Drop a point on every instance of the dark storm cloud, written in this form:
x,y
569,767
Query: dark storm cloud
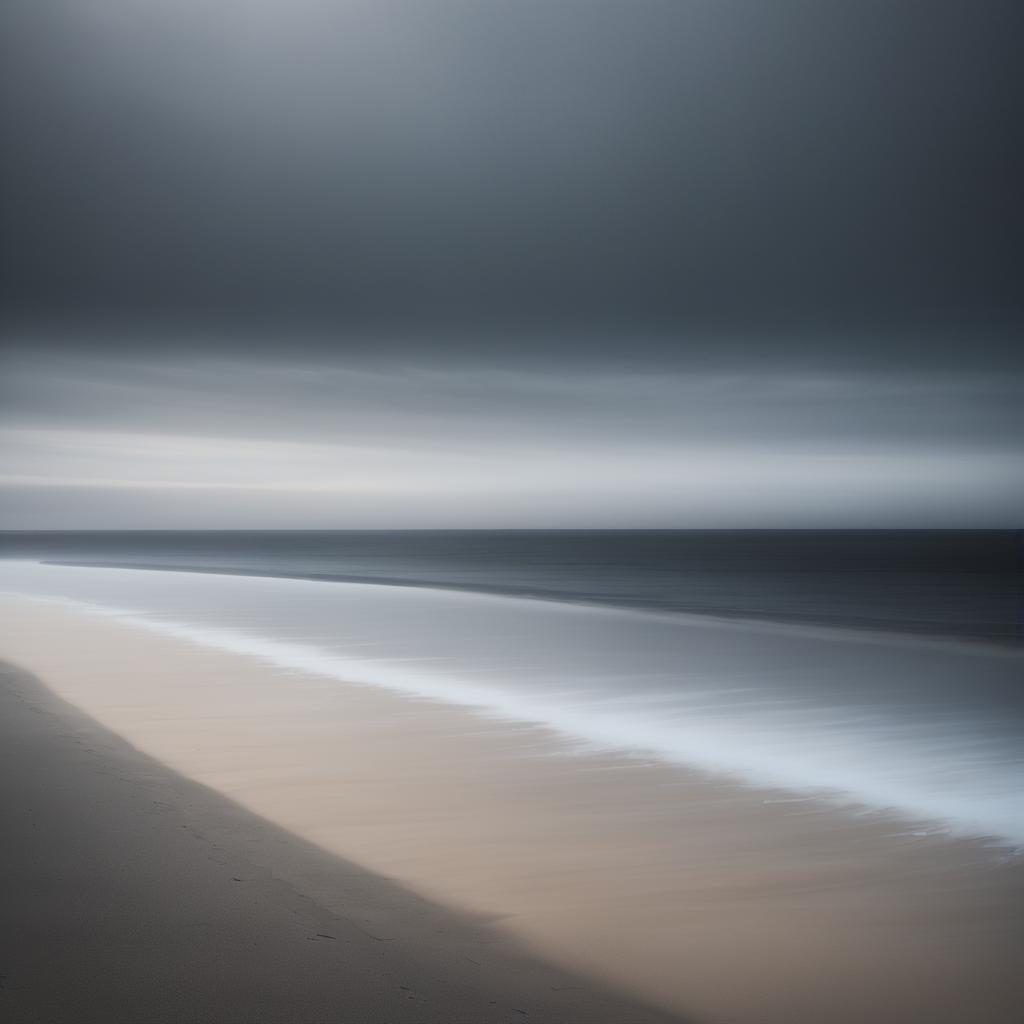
x,y
525,263
714,176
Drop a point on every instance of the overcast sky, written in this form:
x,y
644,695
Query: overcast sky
x,y
541,263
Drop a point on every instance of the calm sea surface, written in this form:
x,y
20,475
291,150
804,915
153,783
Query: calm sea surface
x,y
966,583
882,668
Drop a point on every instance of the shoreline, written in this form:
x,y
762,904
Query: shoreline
x,y
866,630
704,897
131,893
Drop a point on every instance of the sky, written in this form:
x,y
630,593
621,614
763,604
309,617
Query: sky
x,y
431,263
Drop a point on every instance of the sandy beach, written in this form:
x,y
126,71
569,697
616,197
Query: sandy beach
x,y
174,806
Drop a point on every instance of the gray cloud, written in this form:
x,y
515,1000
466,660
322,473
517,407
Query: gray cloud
x,y
582,165
550,262
195,442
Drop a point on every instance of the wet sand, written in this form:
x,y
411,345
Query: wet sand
x,y
711,900
133,895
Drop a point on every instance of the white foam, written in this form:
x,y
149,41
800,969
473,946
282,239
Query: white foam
x,y
895,728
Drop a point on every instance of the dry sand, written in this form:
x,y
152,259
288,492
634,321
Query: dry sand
x,y
713,901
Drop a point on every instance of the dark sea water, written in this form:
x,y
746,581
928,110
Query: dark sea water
x,y
882,668
966,583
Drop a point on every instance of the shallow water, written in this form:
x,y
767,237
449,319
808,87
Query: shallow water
x,y
931,728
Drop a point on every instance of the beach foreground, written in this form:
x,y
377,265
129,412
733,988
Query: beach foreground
x,y
132,894
508,865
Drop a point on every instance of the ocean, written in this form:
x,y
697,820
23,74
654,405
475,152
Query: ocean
x,y
880,669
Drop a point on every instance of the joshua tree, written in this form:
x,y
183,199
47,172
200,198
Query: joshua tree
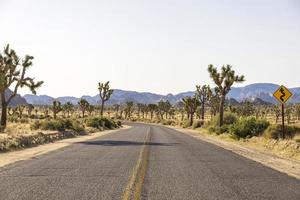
x,y
128,109
13,73
191,104
224,80
163,108
105,92
56,108
68,108
116,108
152,108
144,110
20,110
204,94
30,108
90,109
297,109
277,112
83,106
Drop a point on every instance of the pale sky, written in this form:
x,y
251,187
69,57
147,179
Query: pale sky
x,y
161,46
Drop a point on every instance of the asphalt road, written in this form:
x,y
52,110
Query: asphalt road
x,y
144,162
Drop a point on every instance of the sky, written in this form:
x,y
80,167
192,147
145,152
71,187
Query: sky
x,y
161,46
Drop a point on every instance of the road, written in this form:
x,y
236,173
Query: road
x,y
144,162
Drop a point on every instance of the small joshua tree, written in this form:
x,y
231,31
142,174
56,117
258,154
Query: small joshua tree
x,y
190,105
105,93
68,108
224,80
20,110
204,94
30,108
56,108
152,108
13,73
83,106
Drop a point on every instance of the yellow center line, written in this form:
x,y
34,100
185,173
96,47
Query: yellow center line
x,y
139,172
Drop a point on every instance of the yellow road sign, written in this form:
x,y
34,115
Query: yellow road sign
x,y
282,94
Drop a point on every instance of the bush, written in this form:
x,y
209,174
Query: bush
x,y
248,127
197,124
102,122
275,131
229,118
58,125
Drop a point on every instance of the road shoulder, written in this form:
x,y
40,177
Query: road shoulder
x,y
12,157
289,167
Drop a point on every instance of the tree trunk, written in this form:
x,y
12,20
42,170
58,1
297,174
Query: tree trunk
x,y
3,112
202,112
191,119
102,108
222,102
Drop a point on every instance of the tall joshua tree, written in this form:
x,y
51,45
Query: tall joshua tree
x,y
203,94
83,106
152,108
13,74
105,92
224,80
190,105
68,108
56,108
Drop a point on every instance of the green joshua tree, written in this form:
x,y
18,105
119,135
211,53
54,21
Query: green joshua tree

▶ EXERCISE OBJECTIVE
Copy out all of the data above word for word, leaving out the pictures.

▶ RESULT OF THIS TASK
Drop a point on every instance of the dark storm cloud, written in this form:
x,y
569,767
Query: dark storm cloud
x,y
525,263
714,176
Drop a point on every instance of the overcast sky, written in this form:
x,y
644,695
Query: overcast sky
x,y
541,263
Drop a point on every instance of the calm sea surface, written in this form:
x,y
20,475
291,150
804,915
153,783
Query: calm sea surface
x,y
966,583
882,668
Drop a point on every instance of the shoreline, written in this form:
x,y
762,904
Query: shoreline
x,y
866,630
704,897
131,893
Drop a point on every instance of the sky, written in this form:
x,y
630,593
621,614
763,604
309,617
Query: sky
x,y
431,263
Drop a point on every instance of the sandy beach, written in this form:
x,y
126,71
569,697
616,197
Query: sandy beach
x,y
174,806
Drop a point on every instance of the gray cloud, written in this form:
x,y
515,1000
466,660
322,473
517,407
Query: gray cloud
x,y
582,165
550,262
195,442
Drop a point on every instance of the wet sand, written in this form:
x,y
411,345
Query: wet sand
x,y
711,900
133,895
Drop a point on every instance of the white foam, written in this form:
x,y
149,41
800,969
473,946
282,239
Query: white foam
x,y
895,728
Drop a point on every instance of the dry sand, written in this form:
x,y
152,259
288,492
634,321
Query: dry sand
x,y
713,901
Drop a point on every instance of the dark sea water, written in this form:
x,y
746,581
928,110
Query: dark sea water
x,y
882,668
966,583
Drop a point on every instance of the shallow water, written in this form:
x,y
767,237
449,319
808,87
Query: shallow water
x,y
931,728
Drop a point on every instance of the beach foreground, written in this form:
x,y
377,265
129,412
733,988
Query: beach foreground
x,y
132,894
508,865
Drop a point on every instance of the ocean, written in this form:
x,y
697,820
23,74
654,405
475,152
Query: ocean
x,y
880,669
Drop a point on every instance of the joshua tree, written in this form:
x,y
183,199
47,172
200,198
Query: joshua tree
x,y
128,109
13,73
191,104
224,80
163,108
105,92
56,108
68,108
116,108
152,108
144,110
20,110
204,94
30,108
90,109
297,109
277,112
83,106
Drop a point on every instance of the pale sky, written in this form:
x,y
251,187
69,57
147,179
Query: pale sky
x,y
161,46
Drop a point on every instance of the asphalt road, written in this form:
x,y
52,110
Query: asphalt road
x,y
144,162
Drop a point on every instance of the sky, written in this form:
x,y
80,167
192,147
145,152
71,187
Query: sky
x,y
161,46
Drop a point on every instance of the road, written in this form:
x,y
236,173
Query: road
x,y
144,162
Drop a point on every instance of the small joshua tree, written in this form:
x,y
231,31
142,174
56,117
258,154
Query: small joshua tree
x,y
190,105
105,93
68,108
224,80
20,110
204,94
30,108
56,108
152,108
13,73
83,106
Drop a point on every instance of the yellow center line, written in this form:
x,y
34,100
185,173
96,47
Query: yellow center line
x,y
139,172
Drop a point on every instance of the yellow road sign, written in this form:
x,y
34,115
Query: yellow road sign
x,y
282,94
Drop a point on every instance of the bush, written in this form:
x,y
209,174
Query: bush
x,y
248,127
197,124
102,122
275,131
229,118
58,125
Drop a point on every instance of the road shoulder, written in this form:
x,y
40,177
Query: road shoulder
x,y
12,157
289,167
Drop a point on every instance of the tree trunk, written in this form:
x,y
12,20
42,170
58,1
297,174
Query: tree trunk
x,y
3,112
202,112
191,119
102,108
222,102
Drop a point on every instance of the tall joshua tree, written in this form:
x,y
51,45
Query: tall joshua tree
x,y
203,94
83,106
152,108
13,74
105,92
224,80
190,105
68,108
56,108
Drop a point on every instance of the green joshua tree, written in this form:
x,y
18,105
119,135
211,53
54,21
Query: green joshua tree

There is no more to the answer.